## TASK PROMPT
Render the lines below as a numbered list, from the line that contains "Locate the dark brown" through the line that contains "162 355 783 1247", with both of those lines included and any blank lines left out.

[Data listing]
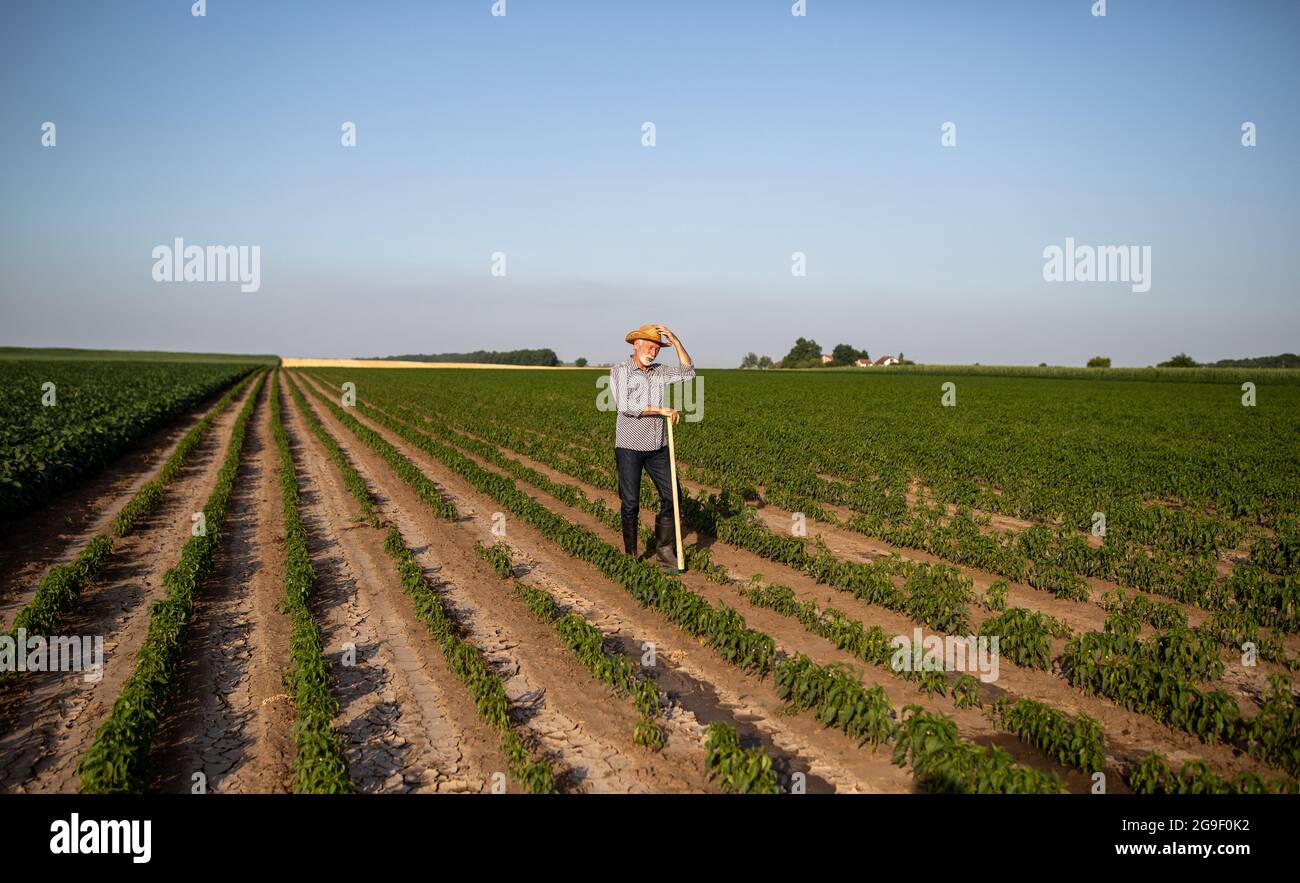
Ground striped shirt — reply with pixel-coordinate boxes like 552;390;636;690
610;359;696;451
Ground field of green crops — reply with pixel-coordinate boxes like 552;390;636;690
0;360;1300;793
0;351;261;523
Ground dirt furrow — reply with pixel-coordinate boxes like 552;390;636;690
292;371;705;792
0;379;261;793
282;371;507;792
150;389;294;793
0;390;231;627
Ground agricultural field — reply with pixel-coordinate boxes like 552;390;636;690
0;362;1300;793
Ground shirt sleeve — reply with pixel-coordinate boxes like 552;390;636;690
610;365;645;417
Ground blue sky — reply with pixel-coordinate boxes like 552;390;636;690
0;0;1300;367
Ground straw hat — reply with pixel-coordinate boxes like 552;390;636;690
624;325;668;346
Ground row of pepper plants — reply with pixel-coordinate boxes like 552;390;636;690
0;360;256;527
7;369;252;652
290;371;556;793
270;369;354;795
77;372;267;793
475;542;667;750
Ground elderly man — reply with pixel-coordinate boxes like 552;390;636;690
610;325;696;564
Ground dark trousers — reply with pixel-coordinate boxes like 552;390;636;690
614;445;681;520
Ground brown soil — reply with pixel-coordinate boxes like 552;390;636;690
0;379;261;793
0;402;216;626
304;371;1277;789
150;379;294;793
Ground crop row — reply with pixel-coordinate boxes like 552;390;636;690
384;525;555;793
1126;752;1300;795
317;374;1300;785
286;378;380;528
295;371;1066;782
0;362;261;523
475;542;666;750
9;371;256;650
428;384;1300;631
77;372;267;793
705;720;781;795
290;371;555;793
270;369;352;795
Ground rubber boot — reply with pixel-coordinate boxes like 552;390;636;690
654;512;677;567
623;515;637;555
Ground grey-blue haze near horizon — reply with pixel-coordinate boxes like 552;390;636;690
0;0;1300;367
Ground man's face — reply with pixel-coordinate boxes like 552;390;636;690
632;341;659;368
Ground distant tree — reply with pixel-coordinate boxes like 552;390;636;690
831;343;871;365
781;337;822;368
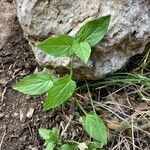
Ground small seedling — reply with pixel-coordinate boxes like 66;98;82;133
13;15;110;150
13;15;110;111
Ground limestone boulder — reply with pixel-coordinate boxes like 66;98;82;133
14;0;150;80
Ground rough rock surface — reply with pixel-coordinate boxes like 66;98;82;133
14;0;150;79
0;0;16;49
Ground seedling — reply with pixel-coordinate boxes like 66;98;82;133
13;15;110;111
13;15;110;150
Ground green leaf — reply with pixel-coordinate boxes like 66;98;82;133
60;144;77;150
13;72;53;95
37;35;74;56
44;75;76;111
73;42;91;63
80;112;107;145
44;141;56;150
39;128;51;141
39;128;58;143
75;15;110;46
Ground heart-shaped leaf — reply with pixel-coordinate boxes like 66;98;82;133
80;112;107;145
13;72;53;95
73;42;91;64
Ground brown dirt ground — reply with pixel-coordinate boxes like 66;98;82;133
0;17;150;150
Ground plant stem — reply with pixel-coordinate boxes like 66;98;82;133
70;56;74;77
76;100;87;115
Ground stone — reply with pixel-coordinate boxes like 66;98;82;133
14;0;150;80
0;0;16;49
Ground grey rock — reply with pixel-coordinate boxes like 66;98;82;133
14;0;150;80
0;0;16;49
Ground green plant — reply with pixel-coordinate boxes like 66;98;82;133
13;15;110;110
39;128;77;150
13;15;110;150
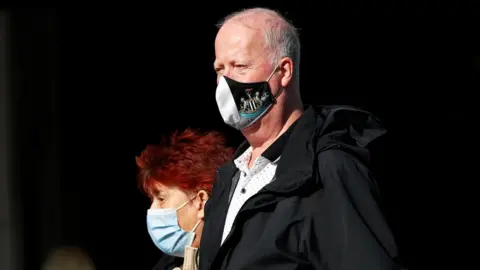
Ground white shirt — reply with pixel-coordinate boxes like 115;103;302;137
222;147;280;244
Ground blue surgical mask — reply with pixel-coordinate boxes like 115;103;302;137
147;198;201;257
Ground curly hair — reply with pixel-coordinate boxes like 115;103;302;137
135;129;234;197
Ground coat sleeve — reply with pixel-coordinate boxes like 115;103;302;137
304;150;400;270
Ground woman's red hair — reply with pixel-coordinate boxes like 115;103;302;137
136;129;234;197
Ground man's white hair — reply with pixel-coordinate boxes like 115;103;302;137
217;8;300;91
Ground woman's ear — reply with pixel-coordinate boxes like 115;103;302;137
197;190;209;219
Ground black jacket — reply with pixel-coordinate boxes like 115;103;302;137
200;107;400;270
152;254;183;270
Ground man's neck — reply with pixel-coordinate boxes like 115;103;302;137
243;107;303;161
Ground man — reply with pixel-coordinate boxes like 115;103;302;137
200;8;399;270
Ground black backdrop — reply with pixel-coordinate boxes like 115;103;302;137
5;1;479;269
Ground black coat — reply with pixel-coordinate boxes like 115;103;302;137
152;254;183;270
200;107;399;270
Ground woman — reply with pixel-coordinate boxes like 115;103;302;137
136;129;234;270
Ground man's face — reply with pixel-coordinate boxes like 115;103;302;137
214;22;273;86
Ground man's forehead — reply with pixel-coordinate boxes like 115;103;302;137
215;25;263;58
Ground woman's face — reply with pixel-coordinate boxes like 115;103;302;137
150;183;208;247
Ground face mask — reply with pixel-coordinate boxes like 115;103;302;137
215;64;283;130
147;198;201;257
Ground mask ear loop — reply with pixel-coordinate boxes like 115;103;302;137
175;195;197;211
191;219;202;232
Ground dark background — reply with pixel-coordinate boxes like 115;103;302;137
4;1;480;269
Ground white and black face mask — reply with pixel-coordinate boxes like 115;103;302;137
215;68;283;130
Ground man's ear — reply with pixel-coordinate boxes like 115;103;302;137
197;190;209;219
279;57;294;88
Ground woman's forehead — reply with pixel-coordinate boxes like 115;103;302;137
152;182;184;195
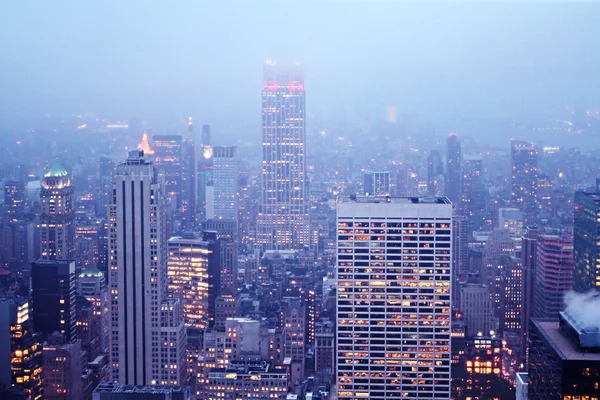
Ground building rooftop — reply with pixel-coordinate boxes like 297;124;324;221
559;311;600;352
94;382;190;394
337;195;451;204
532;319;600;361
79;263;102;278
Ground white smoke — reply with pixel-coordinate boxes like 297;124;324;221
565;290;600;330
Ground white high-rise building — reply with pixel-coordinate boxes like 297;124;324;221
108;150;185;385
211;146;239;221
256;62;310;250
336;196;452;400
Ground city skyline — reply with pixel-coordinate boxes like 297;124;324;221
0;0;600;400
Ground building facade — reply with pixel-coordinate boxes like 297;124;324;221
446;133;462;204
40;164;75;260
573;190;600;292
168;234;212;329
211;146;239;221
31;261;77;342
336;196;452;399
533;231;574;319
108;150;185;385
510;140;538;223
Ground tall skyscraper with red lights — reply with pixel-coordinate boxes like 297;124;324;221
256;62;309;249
---
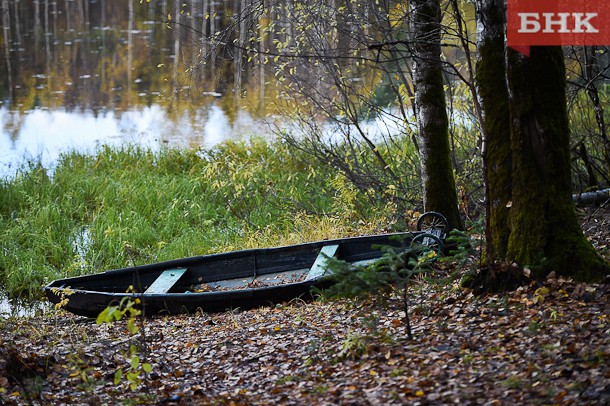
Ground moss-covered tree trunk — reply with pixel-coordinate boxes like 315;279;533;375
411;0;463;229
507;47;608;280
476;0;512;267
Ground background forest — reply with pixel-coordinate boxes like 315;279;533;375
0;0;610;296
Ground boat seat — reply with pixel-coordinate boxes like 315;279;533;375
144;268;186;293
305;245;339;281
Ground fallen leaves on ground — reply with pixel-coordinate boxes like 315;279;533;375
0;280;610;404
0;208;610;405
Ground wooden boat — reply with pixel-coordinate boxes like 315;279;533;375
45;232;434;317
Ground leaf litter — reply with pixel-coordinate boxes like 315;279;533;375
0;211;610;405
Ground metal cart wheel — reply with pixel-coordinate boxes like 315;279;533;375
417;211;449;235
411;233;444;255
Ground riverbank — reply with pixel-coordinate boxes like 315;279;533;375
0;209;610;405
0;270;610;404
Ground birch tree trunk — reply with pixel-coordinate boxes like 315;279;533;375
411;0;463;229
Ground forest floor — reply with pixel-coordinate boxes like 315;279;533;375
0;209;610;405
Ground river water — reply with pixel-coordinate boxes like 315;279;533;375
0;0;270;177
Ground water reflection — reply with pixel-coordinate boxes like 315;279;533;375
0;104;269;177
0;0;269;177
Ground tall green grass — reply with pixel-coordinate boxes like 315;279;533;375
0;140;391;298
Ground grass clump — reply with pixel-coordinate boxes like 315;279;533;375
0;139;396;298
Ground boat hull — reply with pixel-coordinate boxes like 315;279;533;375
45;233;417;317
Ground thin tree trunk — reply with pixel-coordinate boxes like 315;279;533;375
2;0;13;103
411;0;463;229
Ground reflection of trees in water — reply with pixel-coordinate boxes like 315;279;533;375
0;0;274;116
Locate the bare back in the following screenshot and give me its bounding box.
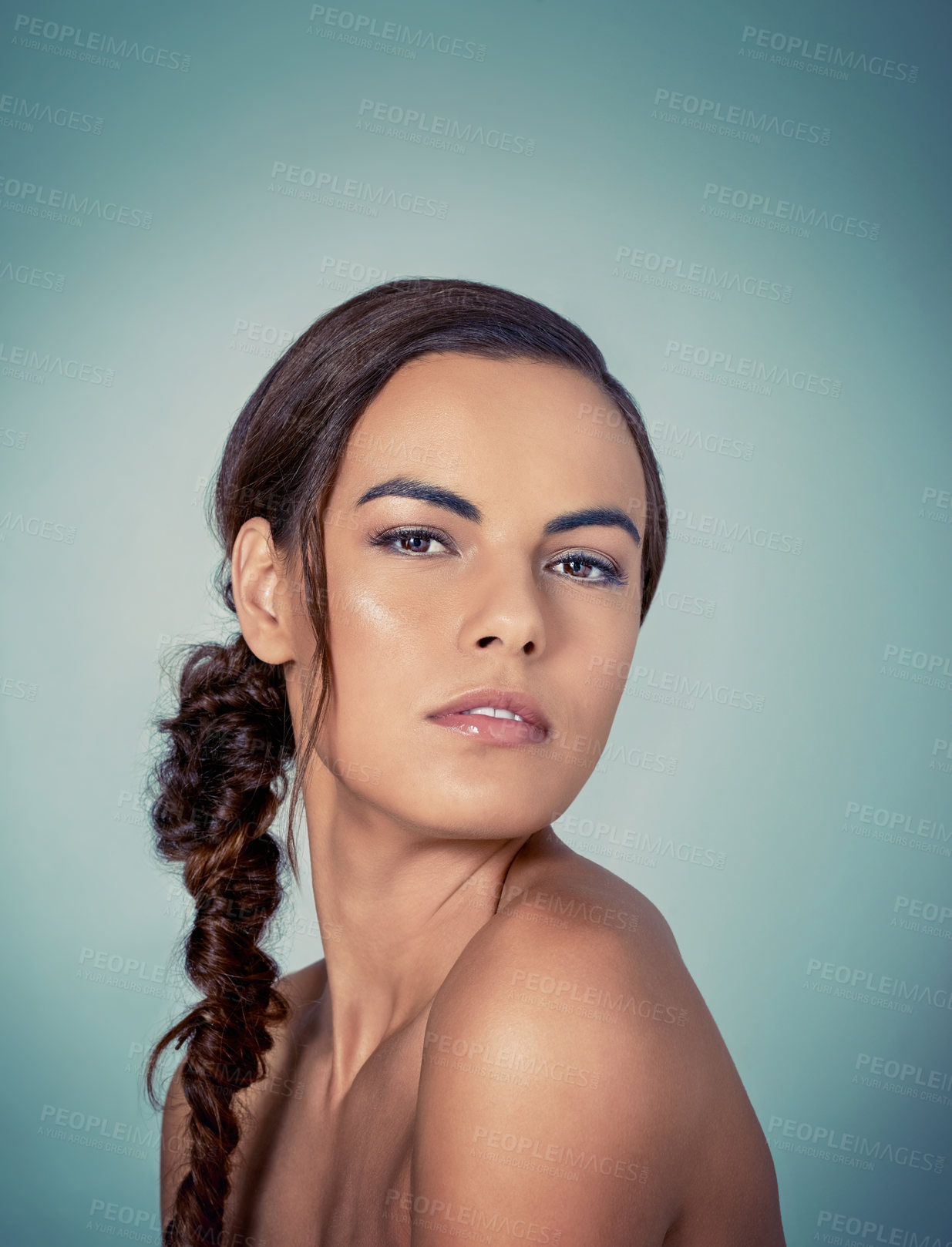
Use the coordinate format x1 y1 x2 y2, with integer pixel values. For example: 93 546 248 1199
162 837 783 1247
...
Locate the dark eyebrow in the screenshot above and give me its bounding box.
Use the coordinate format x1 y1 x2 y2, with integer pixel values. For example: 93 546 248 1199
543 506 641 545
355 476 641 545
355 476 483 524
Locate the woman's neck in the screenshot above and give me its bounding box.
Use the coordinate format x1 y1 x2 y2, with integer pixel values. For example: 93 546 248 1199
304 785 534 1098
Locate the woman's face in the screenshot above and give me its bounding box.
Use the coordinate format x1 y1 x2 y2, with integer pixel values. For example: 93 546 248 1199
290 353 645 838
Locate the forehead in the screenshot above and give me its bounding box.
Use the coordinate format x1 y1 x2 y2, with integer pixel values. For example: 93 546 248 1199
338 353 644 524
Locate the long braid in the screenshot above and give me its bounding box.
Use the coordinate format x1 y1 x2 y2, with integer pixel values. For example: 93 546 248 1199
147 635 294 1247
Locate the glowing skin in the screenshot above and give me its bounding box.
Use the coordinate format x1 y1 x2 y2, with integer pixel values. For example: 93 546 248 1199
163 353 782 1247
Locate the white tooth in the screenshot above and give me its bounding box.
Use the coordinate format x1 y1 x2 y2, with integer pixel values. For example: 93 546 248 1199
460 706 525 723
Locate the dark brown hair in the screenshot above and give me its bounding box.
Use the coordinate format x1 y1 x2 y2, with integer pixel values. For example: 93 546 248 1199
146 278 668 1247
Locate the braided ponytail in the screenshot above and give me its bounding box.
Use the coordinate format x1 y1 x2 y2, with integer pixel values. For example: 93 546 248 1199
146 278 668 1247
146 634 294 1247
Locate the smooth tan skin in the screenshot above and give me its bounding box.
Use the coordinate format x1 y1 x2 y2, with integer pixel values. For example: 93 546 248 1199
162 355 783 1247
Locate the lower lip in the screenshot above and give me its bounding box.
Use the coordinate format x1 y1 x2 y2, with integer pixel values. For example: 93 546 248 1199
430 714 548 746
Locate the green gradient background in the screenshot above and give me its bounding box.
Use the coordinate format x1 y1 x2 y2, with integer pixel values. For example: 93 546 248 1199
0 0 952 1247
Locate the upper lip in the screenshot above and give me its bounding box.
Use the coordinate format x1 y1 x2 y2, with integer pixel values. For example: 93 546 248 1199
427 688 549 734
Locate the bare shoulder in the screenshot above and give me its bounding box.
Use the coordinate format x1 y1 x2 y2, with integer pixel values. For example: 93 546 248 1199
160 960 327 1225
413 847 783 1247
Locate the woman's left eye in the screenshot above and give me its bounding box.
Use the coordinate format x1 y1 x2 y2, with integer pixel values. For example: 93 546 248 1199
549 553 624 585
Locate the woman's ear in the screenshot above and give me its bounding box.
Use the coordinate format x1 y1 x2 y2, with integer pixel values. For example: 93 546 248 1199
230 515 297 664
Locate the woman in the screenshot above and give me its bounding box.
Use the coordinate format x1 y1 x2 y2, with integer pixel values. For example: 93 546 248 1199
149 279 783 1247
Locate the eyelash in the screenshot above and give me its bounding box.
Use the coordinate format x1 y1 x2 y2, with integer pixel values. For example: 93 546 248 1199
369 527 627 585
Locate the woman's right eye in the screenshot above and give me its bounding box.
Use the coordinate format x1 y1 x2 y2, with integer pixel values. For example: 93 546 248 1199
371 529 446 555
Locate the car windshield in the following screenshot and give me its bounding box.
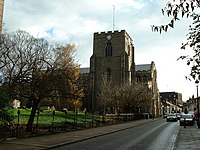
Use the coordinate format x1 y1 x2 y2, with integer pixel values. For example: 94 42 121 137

## EXERCISE SOLUTION
1. Locate the dark brown hair in the screenshot above and give me its bounding box.
2. Use the coordinate format x1 y1 x2 y2, with integer pixel values. For example: 93 546 248 1199
3. 146 278 668 1247
4. Locate the braided ponytail in the screenshot above and give me its bounding box.
5. Use the coordinate format x1 y1 x2 y2, with integer pixel values. For example: 93 546 248 1199
6. 146 278 668 1247
7. 146 634 294 1247
8. Locate the smooth tan skin in the screenshot above and give me its bounding box.
9. Use the coordinate format x1 y1 x2 y2, with integer pixel values. For example: 93 546 248 1199
10. 162 355 783 1247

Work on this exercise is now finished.